[start]

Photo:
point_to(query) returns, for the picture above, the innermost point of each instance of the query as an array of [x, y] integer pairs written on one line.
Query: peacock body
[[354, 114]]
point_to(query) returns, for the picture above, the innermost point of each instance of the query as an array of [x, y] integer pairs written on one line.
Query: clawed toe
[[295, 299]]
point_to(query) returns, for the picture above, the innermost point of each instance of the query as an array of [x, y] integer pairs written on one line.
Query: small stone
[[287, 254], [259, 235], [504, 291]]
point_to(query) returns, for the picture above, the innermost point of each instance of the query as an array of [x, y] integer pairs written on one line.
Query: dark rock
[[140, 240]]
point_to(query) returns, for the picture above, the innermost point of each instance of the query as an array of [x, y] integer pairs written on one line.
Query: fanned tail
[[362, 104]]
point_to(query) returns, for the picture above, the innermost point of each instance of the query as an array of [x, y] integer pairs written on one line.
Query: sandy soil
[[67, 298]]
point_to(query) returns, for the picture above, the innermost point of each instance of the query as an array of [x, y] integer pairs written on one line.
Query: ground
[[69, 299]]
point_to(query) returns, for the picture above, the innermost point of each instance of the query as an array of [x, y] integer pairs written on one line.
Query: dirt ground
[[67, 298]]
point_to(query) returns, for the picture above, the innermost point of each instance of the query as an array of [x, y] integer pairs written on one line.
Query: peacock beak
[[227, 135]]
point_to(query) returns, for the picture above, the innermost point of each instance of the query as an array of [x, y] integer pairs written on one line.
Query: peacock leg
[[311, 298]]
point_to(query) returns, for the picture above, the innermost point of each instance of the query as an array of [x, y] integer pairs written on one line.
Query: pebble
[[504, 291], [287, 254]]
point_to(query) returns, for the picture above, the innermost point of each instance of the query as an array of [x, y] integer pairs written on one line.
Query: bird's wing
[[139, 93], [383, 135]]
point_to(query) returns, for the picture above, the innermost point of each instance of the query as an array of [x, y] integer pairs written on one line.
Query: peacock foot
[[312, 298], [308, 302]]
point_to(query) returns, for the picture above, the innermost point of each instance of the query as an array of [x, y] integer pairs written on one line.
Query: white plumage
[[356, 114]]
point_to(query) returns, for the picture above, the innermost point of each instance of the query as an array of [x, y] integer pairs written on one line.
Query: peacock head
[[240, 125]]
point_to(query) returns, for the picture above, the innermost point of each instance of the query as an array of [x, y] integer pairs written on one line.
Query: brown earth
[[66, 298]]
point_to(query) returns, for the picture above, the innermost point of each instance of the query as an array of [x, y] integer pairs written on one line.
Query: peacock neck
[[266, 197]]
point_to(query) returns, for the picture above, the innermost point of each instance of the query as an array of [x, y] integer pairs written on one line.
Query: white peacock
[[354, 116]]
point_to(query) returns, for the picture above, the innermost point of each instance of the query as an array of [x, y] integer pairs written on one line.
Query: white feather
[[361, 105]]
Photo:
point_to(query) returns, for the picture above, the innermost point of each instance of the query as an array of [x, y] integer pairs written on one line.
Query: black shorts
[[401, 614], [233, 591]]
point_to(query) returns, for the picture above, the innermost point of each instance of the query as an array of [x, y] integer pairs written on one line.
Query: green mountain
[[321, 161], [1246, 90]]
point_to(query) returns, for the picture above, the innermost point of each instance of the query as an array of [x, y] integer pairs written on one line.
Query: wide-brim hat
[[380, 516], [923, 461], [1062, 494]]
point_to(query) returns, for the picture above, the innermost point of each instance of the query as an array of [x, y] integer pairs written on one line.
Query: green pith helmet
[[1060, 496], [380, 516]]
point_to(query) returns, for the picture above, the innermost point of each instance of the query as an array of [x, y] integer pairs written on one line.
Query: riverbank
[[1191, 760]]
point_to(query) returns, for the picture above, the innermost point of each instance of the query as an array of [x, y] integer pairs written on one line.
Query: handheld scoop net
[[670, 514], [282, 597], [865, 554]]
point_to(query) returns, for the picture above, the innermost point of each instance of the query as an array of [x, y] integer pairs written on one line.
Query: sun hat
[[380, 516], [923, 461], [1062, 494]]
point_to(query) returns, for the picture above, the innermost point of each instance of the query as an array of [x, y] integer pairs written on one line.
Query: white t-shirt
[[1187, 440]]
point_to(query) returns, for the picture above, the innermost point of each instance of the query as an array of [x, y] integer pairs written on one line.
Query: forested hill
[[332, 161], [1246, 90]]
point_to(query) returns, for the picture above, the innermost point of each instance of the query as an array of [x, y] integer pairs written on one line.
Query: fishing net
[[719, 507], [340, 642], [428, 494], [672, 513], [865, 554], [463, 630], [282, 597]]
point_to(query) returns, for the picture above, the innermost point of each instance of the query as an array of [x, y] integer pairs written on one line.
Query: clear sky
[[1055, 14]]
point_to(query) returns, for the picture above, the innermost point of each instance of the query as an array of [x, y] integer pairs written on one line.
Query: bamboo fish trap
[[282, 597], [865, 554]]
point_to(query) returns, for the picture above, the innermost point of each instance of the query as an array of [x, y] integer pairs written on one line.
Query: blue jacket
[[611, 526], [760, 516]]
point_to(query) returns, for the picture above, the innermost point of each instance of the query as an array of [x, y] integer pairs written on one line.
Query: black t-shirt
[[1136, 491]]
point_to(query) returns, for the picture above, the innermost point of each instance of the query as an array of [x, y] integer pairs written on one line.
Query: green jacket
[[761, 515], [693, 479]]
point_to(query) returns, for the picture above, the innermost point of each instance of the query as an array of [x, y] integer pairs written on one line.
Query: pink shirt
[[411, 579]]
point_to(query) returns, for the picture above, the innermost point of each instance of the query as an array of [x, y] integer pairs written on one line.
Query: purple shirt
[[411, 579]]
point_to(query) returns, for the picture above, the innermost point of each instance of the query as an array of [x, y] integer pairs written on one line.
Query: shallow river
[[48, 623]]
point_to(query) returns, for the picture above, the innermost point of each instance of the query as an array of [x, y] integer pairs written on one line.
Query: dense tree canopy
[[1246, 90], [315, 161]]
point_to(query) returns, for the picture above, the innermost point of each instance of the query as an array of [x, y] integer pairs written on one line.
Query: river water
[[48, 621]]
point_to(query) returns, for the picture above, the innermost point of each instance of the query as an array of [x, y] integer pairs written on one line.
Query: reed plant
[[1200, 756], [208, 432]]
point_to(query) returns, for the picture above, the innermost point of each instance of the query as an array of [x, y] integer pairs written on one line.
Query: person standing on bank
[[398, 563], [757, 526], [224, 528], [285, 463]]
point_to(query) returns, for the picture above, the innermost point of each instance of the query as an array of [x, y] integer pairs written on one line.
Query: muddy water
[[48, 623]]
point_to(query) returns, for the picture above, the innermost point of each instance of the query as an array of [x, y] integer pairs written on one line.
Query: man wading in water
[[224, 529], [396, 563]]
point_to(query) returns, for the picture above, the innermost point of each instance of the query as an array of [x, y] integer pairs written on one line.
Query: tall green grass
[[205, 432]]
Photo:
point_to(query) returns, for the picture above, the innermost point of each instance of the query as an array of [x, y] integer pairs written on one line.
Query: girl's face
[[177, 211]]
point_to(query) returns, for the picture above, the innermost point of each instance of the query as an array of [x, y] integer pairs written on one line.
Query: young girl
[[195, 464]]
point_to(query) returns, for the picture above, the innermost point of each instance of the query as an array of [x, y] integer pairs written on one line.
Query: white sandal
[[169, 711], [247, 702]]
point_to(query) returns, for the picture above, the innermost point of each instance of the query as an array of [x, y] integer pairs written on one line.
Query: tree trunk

[end]

* GIVEN PROBLEM *
Copy everything from the very start of the rows down to the line containing "[[287, 254], [259, 235], [504, 291]]", including that line, word for word.

* EXERCISE ANSWER *
Photo:
point_to(query) returns, for the picture above, the innermost point of each instance of the query as an array of [x, y] integer pairs written on one line.
Query: peacock body
[[354, 114]]
point_to(query) returns, for the picture above, the innermost point of each instance of the query as an array of [x, y] integer pairs written on one line.
Query: clawed toe
[[295, 299]]
point_to(query) returns, for the picture above, the innermost point of each instance of the query as an array of [x, y] integer pairs written on one line.
Query: small stone
[[287, 254], [259, 235], [504, 291]]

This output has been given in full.